## Görev listesi:
• a. Lübnan söyleşisine göre:
(i) İnsanlar özellikle ne zamandan beri sokaklarda gösteri yapıyor?
(ii) Lübnan'da Cumhurbaşkanı hangi cemaattendir?
(iii) Lübnan'da kaçtan fazla topluluk ve cemaat var?
• b. Lübnan söyleşisini iki cümleyle özetler misiniz?
• c. Lübnan söyleşisinin devamını yazar mısınız?
=== Verilen metin ===
Özellikle geçen Ekim’den itibaren insanlar sokaklarda gösteri yapıyor. Ülkelerinin böyle karanlığa gömülmesine isyan ediyorlar. Doğal olarak koronavirüs sürecinde zayıflasa da, bir gençlik hareketi var. Yozlaşmaya, rüşvete, nepotizme yani hısım akraba kayırıcılığına karşı haykırıyorlar; siyasal sistemin ve beceriksiz sorumluların değişmesini istiyorlar. Lübnan’da hâlâ, özellikle gençler arasında kendi rekabetçi yeteneklerini ülke için kullanmak isteyen çok kaliteli insanlar mevcut. Ülkeleri onlara bu imkânı vermediği için umutsuzlar. Bu son şokun insanları uyandırmasını ve ülkeyi yeniden inşa etmeye sebep olmasını ümit ediyorum.
Bunun yeni bir başlangıca vesile olacağını mı düşünüyorsun?
Hükümet etme yönteminin değişeceğini ümit ediyorum. Ben siyasi hayatta yokum, dolayısıyla ne tip insanlar ülkeyi yönetir bilemem. Ama önemli olan ülkenin menfaati için kalpten çalışacak insanların yönetime gelmesi. Lübnan’ı yeni temellerine oturtacak bu insanlar ülkedeki her toplulukta mevcut. Benim kuşağım zamanını doldurdu, ben bunu ülkemin gençleri ve gelecek kuşaklar için istiyorum.
“ÜLKE CEMAAT LİDERLERİNİN ELİNDE, DEMOKRASİ BU DEĞİL”
Aslında o topluma göre ideal ve demokratik bir yönetim yapısı gibi görünüyor. Cumhurbaşkanı Maruni, Başbakan Müslüman, Meclis Başkanı Şii ve vekil sayıları ülkedeki cemaatlere göre kotalara ayrılmış. Bu yapı neden yürümüyor.
Bunun demokrasinin iyi bir tanımı olduğunu düşünmüyorum. Bu, mevkilerin ve görevlerin dini aidiyetlere göre dağıtıldığı bir sistem. Antidemokratik diyemeyiz ama demokratik de değil. Bütün cemaat ve tarikatların yönetimde temsil edilmesinin sağlanması tabii ki meşru ve iyi ama bana göre demokrasi bu değil. Lübnan, kurulduğundan bu yana bütün cemaat ve tarikatlara bir yer vermek istedi. Bu açıdan bakıldığında biraz özel bir ülke çünkü 20’den fazla topluluk ve cemaat var ve bunların her birinin kendi tarihi, kültürü, yolu, kendi korkuları var. Hepsinin kendini Lübnan vatanına ait hissetmesini sağlamak gerekiyordu ve bu çok zor bir iş.
=== Gösterilen veriler ===
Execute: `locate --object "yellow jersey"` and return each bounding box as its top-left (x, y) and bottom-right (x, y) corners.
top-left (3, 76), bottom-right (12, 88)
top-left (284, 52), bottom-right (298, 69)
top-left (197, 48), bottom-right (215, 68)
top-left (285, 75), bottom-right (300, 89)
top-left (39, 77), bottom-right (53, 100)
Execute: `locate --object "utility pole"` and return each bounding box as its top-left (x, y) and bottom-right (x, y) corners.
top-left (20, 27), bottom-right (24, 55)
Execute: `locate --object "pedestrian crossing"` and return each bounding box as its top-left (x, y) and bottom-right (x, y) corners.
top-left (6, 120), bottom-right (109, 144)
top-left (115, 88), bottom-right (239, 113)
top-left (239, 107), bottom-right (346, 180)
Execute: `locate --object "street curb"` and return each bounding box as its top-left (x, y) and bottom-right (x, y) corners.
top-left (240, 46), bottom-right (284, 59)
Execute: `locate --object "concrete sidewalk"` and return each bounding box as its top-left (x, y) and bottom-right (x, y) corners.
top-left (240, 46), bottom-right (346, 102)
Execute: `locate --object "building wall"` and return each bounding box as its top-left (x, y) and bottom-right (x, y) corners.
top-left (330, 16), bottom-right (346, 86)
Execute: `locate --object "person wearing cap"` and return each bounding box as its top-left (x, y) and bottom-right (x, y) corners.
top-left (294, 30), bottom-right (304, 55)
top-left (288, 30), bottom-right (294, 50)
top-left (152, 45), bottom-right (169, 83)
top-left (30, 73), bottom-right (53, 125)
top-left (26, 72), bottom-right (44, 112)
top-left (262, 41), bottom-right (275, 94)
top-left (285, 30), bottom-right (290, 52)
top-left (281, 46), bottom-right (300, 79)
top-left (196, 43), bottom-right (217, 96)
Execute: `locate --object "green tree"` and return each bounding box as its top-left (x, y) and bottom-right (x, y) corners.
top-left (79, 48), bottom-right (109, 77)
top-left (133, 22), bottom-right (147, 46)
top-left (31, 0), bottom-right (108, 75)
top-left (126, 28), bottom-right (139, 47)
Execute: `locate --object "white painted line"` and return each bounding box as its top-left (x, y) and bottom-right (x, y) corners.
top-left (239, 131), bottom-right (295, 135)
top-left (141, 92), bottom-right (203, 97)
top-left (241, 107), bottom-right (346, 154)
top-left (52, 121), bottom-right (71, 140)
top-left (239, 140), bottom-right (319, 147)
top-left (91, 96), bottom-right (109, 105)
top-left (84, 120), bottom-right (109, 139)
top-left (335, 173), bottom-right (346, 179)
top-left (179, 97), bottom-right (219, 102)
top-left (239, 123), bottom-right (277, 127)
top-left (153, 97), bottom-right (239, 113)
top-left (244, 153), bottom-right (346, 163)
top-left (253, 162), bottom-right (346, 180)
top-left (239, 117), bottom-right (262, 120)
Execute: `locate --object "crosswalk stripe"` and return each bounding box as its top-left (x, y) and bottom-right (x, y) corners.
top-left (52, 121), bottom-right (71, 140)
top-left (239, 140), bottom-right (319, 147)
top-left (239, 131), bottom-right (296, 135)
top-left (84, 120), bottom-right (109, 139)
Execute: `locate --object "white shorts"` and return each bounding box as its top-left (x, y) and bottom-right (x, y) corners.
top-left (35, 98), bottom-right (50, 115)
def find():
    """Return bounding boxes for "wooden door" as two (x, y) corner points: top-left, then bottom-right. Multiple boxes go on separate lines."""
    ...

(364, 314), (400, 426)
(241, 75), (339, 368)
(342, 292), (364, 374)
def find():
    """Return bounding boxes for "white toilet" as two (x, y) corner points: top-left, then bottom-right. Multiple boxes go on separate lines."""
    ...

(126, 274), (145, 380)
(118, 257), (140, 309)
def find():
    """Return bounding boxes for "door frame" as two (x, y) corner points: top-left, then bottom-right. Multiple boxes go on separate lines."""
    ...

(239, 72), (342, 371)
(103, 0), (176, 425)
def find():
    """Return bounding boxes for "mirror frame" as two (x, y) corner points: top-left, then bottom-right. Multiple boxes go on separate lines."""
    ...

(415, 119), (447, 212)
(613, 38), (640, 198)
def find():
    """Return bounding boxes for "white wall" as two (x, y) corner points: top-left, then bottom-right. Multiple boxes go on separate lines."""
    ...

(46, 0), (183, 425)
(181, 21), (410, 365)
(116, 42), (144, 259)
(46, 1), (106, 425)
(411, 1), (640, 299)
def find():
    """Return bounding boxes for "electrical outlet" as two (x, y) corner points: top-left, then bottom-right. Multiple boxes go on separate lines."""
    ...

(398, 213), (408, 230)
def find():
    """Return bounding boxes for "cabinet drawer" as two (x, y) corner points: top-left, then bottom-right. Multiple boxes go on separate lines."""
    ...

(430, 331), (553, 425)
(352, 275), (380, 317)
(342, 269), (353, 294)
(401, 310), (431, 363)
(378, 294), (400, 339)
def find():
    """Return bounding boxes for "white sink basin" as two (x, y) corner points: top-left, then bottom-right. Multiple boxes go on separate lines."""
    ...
===
## Görevlere göre yanıtlar:
• a.
(i) Geçen Ekim'den itibaren.
(ii) Maruni.
(iii) 20'den fazla.

• b. Lübnan'da geçen Ekim'den bu yana insanlar, özellikle de gençler, yozlaşmaya, rüşvete ve kayırıcılığa karşı sokaklarda gösteri yapıyor ve siyasal sistemin değişmesini istiyor; konuşan kişi de yönetime ülkenin menfaati için kalpten çalışacak insanların gelmesini ümit ediyor. Mevkilerin dini aidiyetlere göre dağıtıldığı sistemde bütün cemaatlerin temsil edilmesi meşru ve iyi olsa da konuşan kişiye göre bu demokrasi değil; 20'den fazla topluluğun hepsinin kendini Lübnan vatanına ait hissetmesini sağlamak ise çok zor bir iş.

• c.
Bunlara kendilerini tehdit altında hissetmesinler diye hükümette, parlamentoda garanti bir yer verme fikri özünde kötü değil. Sadece bu kota sisteminde çok ileri gidildi ve bu, mevkilerin cemaat liderlerine ait olduğu donmuş, kilitlenmiş bir yapıya dönüştü. Ülke bir anlamda cemaat liderlerinin koalisyonuna dönüştü. Demokrasi bu değil. Ayrımcılık olmaması iyi bir şey, herkese bir yer vermek ve herkesin kendini vatana ait hissetmesini sağlamak mükemmel bir şey ama her şeyi dini aidiyetlere göre bölmek negatif anlamda çok ileri gitmek demek. Bir yere adam alınırken artık yeteneğe ve liyâkata bakılmıyor, o kişinin hangi cemaat veya tarikata bağlı olduğuna bakılıyor. Üstelik o cemaatte bile o göreve en lâyık ve yetenekli olan değil, cemaat şefiyle en yakın siyasi ve dini ilişkisi olan seçiliyor. Bu, demokrasinin çöküşü demek. Maalesef on yıllar böyle geçti ve bir yerde koptu işte.
“HEPSİ KENDİNE BATILI VE BÖLGEDEN BİR HAMİ ARIYOR”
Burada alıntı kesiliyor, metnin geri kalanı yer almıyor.